• What to work on:
Rewrite the data below, swapping "Expected output format" for "Required output format" everywhere and leaving everything else unchanged. Omit the pictures from your answer.

[Detection examples]
------

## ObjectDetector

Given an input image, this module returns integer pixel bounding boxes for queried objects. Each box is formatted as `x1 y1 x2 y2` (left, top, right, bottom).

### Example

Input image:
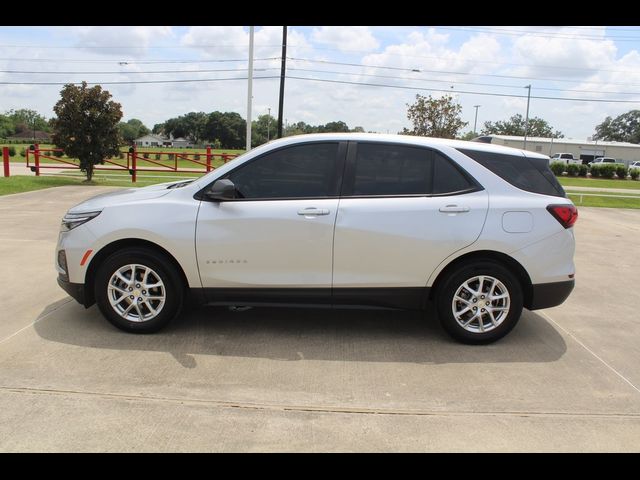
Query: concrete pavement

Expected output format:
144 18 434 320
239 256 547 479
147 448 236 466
0 187 640 451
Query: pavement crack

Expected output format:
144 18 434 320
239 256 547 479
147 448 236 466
0 386 640 419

------

• Task solution:
## ObjectDetector

Given an input image, this module returns integer pixel bounding boxes for queried objects. Each box is formatted as `x1 y1 x2 y2` (left, top, right, bottom).

### Example

Input image:
Query: concrete pavement

Required output format:
144 18 434 320
239 256 547 479
147 448 236 466
0 187 640 451
Query: pavement crack

Required output format:
144 18 434 320
239 256 547 479
147 448 236 466
0 386 640 419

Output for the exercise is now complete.